TEXT BLOCK

+++

Mini Chocolate-Orange Cannoli

Makes about 2 dozen

For the filling

2 cups ricotta cheese

1/2 cup confectioner's sugar

1 teaspoon vanilla extract

1 teaspoon orange zest

1/4 cup miniature chocolate chips

For the cannoli shells

1 1/2 cups flourIMG_0320

3 tablespoons sugar

2 tablespoons cocoa powder

1/2 teaspoon ground cinnamon

1/2 teaspoon salt

1/4 cup Grand Marnier

1/4 cup orange juice

3 tablespoons canola oil, plus additional for frying

1 egg white, lightly beaten

6 ounces bittersweet chocolate, chopped

1/2 cup finely chopped pistachios

Prepare the filling:  In the bowl of an electric mixer fitted with the paddle attachment, beat the ricotta with the confectioner's sugar at medium speed until light and fluffy.  Mix in the vanilla and orange zest.  Stir in the chocolate chips.  Cover the filling and chill.

+++

(Data from a collection)
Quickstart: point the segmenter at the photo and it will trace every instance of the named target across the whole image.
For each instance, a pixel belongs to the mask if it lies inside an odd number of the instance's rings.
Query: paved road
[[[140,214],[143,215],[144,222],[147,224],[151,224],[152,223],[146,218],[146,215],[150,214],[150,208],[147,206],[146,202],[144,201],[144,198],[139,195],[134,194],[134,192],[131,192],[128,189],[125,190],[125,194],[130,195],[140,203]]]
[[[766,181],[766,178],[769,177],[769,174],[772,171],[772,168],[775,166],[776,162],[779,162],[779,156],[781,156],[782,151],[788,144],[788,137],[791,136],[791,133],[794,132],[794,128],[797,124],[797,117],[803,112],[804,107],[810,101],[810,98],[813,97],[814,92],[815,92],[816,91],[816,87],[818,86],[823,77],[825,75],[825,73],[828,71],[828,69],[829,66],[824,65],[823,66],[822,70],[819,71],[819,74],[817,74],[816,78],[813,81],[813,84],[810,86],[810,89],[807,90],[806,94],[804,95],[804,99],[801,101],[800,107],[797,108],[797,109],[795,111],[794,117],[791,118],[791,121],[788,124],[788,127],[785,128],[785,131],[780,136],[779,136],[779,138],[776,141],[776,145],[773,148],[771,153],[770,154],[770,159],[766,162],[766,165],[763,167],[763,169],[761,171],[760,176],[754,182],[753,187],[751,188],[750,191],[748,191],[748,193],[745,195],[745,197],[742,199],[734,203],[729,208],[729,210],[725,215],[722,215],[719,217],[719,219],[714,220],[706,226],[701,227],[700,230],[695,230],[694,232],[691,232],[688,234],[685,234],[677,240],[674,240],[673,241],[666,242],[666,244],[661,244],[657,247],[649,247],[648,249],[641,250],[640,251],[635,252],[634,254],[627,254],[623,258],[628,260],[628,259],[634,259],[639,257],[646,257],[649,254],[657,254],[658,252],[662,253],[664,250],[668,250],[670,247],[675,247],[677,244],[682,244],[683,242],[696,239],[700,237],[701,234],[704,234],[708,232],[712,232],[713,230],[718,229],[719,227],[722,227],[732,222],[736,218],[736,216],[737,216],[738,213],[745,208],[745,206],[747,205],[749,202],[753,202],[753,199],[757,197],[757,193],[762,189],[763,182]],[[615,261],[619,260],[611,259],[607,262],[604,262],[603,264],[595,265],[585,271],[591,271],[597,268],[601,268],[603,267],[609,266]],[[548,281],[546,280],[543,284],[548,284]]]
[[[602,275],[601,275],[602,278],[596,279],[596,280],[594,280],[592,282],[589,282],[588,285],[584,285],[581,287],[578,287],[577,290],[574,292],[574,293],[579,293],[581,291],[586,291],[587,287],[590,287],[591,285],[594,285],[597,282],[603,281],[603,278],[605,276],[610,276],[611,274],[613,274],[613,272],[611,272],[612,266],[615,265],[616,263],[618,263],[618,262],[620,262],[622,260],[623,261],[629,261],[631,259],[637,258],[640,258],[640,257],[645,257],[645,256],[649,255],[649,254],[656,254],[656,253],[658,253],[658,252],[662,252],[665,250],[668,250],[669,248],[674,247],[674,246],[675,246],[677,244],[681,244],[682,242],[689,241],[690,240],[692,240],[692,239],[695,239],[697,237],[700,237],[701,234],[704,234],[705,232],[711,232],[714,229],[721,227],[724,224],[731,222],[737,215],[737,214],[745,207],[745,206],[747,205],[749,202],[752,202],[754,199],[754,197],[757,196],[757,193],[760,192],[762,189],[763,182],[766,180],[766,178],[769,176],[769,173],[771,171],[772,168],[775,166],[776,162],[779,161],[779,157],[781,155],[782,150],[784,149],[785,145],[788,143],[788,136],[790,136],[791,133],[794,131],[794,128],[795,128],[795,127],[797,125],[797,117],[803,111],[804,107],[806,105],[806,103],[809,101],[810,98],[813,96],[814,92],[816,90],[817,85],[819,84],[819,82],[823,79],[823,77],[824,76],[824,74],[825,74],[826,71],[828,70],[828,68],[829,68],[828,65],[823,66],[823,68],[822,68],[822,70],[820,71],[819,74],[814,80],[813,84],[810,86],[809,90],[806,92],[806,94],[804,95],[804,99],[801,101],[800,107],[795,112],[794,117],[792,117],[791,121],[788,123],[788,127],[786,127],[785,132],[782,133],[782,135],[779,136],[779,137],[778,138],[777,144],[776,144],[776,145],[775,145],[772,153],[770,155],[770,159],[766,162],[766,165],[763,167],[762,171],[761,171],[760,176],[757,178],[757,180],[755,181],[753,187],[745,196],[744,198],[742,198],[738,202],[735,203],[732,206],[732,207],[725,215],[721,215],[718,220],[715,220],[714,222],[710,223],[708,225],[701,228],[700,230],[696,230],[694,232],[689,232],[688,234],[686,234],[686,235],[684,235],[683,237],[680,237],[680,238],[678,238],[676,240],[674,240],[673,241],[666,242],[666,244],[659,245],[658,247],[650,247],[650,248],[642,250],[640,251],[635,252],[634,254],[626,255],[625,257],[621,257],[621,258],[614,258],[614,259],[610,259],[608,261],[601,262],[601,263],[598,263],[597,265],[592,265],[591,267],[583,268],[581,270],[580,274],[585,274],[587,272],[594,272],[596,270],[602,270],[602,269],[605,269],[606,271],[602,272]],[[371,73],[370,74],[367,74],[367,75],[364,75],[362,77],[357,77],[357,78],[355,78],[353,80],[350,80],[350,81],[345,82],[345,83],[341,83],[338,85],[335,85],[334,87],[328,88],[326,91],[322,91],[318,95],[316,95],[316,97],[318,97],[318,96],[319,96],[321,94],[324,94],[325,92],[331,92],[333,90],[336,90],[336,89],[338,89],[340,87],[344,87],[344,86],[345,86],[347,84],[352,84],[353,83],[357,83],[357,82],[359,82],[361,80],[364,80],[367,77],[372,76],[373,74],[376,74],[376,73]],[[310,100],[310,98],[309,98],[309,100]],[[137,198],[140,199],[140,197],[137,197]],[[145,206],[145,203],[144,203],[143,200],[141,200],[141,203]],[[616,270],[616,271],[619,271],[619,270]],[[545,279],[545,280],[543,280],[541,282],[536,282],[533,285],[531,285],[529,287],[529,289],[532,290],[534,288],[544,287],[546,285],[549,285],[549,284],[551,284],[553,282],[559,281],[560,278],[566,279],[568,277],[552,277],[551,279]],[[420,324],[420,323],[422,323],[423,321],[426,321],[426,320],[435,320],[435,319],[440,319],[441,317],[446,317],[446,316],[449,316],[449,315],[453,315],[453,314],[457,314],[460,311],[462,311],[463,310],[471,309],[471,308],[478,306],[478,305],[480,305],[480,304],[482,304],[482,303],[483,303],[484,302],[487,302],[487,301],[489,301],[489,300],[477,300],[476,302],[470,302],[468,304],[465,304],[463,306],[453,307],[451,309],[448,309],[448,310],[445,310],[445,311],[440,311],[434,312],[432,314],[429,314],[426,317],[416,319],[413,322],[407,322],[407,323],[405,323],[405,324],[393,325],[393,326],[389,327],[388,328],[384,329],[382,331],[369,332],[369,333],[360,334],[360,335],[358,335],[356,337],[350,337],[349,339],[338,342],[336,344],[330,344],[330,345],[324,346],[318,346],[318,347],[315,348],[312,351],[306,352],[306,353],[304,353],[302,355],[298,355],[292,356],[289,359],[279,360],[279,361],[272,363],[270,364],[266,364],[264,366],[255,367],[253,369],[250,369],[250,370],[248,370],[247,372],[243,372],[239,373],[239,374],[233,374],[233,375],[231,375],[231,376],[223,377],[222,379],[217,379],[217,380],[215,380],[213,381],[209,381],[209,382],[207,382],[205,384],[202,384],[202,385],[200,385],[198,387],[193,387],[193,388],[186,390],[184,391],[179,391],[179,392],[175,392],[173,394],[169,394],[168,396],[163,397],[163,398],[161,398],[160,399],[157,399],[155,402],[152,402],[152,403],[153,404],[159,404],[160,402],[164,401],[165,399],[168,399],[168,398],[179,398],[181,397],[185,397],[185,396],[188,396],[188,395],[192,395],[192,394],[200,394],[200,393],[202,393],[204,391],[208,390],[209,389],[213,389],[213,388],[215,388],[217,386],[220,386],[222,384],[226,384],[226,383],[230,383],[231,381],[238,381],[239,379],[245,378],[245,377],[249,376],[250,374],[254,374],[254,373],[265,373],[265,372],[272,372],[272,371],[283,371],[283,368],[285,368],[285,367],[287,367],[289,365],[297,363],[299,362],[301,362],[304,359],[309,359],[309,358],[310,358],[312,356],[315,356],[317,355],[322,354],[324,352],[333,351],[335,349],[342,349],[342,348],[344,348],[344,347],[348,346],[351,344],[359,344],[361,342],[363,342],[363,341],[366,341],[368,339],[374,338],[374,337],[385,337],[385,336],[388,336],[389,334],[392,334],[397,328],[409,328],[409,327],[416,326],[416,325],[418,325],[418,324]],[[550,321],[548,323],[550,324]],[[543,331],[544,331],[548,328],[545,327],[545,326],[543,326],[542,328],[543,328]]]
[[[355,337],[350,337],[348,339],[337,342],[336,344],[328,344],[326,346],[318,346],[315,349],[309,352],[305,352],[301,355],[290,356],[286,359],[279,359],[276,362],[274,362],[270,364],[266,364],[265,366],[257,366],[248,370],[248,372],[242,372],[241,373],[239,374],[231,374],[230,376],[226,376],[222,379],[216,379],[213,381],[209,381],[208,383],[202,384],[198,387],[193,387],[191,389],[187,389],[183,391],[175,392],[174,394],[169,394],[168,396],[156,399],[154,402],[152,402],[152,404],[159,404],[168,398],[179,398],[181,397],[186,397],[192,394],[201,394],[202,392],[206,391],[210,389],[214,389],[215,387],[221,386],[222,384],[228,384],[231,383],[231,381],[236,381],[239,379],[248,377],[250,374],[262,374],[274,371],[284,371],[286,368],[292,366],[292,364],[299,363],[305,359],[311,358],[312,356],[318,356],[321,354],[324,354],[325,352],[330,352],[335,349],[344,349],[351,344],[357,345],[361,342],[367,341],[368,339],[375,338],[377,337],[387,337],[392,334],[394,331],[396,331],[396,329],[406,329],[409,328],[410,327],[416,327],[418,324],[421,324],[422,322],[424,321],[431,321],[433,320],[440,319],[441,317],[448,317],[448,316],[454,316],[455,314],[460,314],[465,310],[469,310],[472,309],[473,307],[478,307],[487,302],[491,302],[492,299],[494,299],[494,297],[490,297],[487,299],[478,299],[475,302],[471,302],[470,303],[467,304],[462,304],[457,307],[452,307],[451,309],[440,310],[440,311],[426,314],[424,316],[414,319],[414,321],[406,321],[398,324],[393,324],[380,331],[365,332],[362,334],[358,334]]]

+++

COMPLETE THE FOLLOWING
1 - How many cannoli does the cannoli recipe make?
2 - Retype the part of the cannoli recipe starting with "3 tablespoons canola oil, plus" and going on through "filling and chill.".

OUTPUTS IN ORDER
1 - About 2 dozen.

2 -
3 tablespoons canola oil, plus additional for frying

1 egg white, lightly beaten

6 ounces bittersweet chocolate, chopped

1/2 cup finely chopped pistachios

Prepare the filling:  In the bowl of an electric mixer fitted with the paddle attachment, beat the ricotta with the confectioner's sugar at medium speed until light and fluffy.  Mix in the vanilla and orange zest.  Stir in the chocolate chips.  Cover the filling and chill.